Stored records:
● ● ●

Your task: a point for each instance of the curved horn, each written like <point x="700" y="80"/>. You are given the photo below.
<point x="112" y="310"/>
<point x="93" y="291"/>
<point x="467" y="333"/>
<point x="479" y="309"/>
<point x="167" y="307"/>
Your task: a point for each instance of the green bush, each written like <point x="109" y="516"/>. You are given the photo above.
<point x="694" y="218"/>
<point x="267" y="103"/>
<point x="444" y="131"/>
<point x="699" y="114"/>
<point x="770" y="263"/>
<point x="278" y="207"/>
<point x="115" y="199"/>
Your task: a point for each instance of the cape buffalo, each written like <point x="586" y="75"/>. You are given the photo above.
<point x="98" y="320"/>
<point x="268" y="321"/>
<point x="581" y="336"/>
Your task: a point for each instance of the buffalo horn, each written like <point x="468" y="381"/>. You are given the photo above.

● ● ●

● DIRECTIONS FOR THIS TASK: Starting at the line that contains "Your task: a point for each instance of the green", write out every line to the end of the entries, exactly as given.

● REPLY TO THE TASK:
Your task: a point for each instance of the green bush, each written like <point x="109" y="516"/>. You are given the photo above.
<point x="694" y="218"/>
<point x="267" y="103"/>
<point x="444" y="131"/>
<point x="699" y="114"/>
<point x="770" y="263"/>
<point x="278" y="207"/>
<point x="115" y="199"/>
Your task: a point for each instance of the cape buffalo, each written like <point x="586" y="75"/>. You are given the photo above.
<point x="98" y="320"/>
<point x="268" y="321"/>
<point x="581" y="336"/>
Your task: a point for each instance of the buffalo horn, each written like <point x="468" y="381"/>. You are given the photo above.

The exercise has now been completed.